• [Objectif 1] Dans l'extrait sur la « Repubblica letteraria » de Muratori, quelle règle devait s'appliquer, du moins sur le plan méthodologique ?

• [Extrait fourni]

7Le programme de restauration que Muratori projetait passait par une réforme du savoir. La « Repubblica letteraria » travaillerait à corriger et perfectionner toutes les disciplines, à les purger des abus qui s’y étaient glissés. Son activité réformatrice se fondait d’abord sur le refus de l’autorité : à l’ipse dixit, s’opposeraient la leçon des faits, l’enseignement des expériences. Cette critique des modèles anciens s’accompagnait d’un large accueil aux idées nouvelles. Une telle évolution, toutefois, se plaçait sous le signe de la libertas philosophandi, entendue au sens plein du terme : il ne fallait pas après s’être débarrassé d’un dogmatisme, retomber dans un autre tout aussi pesant ; l’éclectisme serait donc la règle, méthodologiquement, du moins. Enfin, les académiciens se garderaient d’entrer dans les matières de foi ; par contre, dans toutes les disciplines où l’empire de la raison s’exerçait, ils avanceraient résolument, guidés par un souci absolu de vérité et d’utilité. Ainsi, la « Repubblica letteraria » inscrivait son action dans une évolution de la culture italienne qui, tout en proclamant son attachement à l’Église – elle se proposait explicitement de travailler pour le plus grand bénéfice de la religion catholique –, s’efforçait de se libérer des modèles légués par la Contre-Réforme.
8Il paraîtra à première vue paradoxal que Muratori ait confié à une académie la gloire de l’Italie et la réforme du savoir. Il était, en effet, sévère à l’égard d’institutions dont il avait mesuré la faiblesse ou la vanité. C’est que dans la plupart d’entre elles, l’essentiel de l’activité consistait dans la récitation de poèmes qui trouvaient dans les « grandes affaires de l’amour » une source d’inspiration privilégiée ; de surcroît, les bons poètes y étaient rares et leurs compositions charmaient moins l’auditoire qu’elles ne le plongeaient dans un ennui profond. Réunir toutes les académies existantes en un seul corps littéraire, cette idée qui avait un temps retenu Muratori, avait été vite écartée : c’est que nombre d’entre elles étaient sinon ridicules, du moins, très faibles et toutes abondaient en « poéteraux » et « cerveaux creux et désœuvrés ».
9Et pourtant Muratori fondait avec la « Repubblica letteraria » une nouvelle académie. Il est vrai que pour qualifier sa création, il aurait pu reprendre à son compte ce que le prince Cesi disait des Lincei : ce n’est pas « une académie ordinaire »6. Bien des traits qui la caractérisent s’inscrivent en opposition avec ceux de la plupart des sociétés existantes. Son nom, simple et clair, tranchait avec les appellations pompeuses ou bizarres souvent adoptées. Son recrutement la distinguait plus fortement encore de la plupart des académies italiennes dont le caractère foncièrement local n’était guère remis en cause par l’agrégation, purement honorifique, de membres « étrangers ». La « Repubblica letteraria » réunirait l’élite intellectuelle de la péninsule ; en cela, elle faisait encore le choix inverse de bien des académies qui se glorifiaient du nombre de leurs membres et ambitionnaient de l’accroître sans grande considération pour le talent. Par ailleurs, contrairement à ce qui se pratiquait généralement, on ne ferait pas acte de candidature pour entrer dans cette prestigieuse assemblée ; c’est l’académie qui appellerait à elle les esprits les plus distingués ; dans son choix, elle ne ferait aucun droit aux intrigues, mais elle se déterminerait uniquement sur les preuves concrètes du talent. Enfin, la « Repubblica letteraria » se voulait utile – un mot qui revient fréquemment sous la plume de Muratori ; elle devrait faire œuvre efficace dans tous les domaines de la vie intellectuelle.

• [Objectif 2] Recopiez sans la moindre modification toutes les lignes des enregistrements ci-dessous.

• [Enregistrements fournis]
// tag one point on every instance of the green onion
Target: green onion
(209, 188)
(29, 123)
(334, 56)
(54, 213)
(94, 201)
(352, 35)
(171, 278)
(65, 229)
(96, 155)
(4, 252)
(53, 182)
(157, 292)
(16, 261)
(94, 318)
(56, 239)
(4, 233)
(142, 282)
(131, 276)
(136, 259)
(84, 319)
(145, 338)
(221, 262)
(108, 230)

• [Résultat attendu 1] L'éclectisme.

• [Résultat attendu 2]
// tag one point on every instance of the green onion
Target: green onion
(209, 188)
(29, 123)
(334, 56)
(54, 213)
(94, 201)
(352, 35)
(171, 278)
(65, 229)
(96, 155)
(4, 252)
(53, 182)
(157, 292)
(16, 261)
(94, 318)
(56, 239)
(4, 233)
(142, 282)
(131, 276)
(136, 259)
(84, 319)
(145, 338)
(221, 262)
(108, 230)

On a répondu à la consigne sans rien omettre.